- _Extract to read_
↓↓↓
Building Your Own Wheel of the Year

If you don’t really want to tie your practice to the traditional wheel, make your own! The key is to nail down the seasons or times that feel truly significant to you.
Building a WOY
If I were to create my own wheel, it would probably look something similar to this:
Yule/Christmas
Christmas has always been a significant holiday in my life.  My parents loved the holiday and it was always filled with delicious food.  You can read a bit more about it here.
Summer Solstice
I adore the summer in the Rockies.  My allergies may disagree with me, but being able to go outside and up into the mountains with pretty much no worries is the best. It’s gorgeous and green and just, alive. This is when my husband and i first got together, and when we eventually got married. So summertime holds a lot of sweet memories for me.
↑↑↑
- _Your task_
In one to three sentences, explain why the Summer Solstice belongs on the writer's personal wheel in the piece on building your own Wheel of the Year. Answer using only the text above.

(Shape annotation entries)
↓↓↓
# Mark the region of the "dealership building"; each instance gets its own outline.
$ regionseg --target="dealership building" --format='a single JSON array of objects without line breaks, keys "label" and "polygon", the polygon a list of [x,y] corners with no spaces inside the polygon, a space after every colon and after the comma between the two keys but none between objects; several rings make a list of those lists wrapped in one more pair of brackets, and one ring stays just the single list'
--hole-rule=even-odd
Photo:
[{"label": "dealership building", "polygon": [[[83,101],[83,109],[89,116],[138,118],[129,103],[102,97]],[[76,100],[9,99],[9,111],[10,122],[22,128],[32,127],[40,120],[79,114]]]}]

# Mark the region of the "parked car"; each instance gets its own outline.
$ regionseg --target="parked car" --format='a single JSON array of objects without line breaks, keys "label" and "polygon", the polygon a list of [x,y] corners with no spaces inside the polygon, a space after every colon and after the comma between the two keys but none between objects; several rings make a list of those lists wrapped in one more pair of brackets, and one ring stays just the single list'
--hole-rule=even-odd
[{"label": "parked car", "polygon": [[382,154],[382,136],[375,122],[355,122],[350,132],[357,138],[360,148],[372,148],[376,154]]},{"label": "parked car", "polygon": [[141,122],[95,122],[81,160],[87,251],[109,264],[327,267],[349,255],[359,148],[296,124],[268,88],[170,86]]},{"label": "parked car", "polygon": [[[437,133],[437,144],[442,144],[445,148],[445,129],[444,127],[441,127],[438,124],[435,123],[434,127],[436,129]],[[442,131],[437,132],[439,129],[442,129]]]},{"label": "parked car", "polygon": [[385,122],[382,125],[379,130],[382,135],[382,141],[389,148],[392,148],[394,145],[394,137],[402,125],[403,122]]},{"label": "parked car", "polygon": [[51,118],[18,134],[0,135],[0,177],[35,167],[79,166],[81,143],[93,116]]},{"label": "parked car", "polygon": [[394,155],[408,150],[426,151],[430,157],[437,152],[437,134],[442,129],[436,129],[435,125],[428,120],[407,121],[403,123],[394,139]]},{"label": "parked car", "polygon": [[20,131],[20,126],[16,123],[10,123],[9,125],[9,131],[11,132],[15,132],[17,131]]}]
↑↑↑
- _Solution to the problem_
The writer adores summer in the Rockies, when it is green and alive and going up into the mountains comes with almost no worries. Summer is also when the writer and the writer's husband first got together and later married, so the season holds many sweet memories.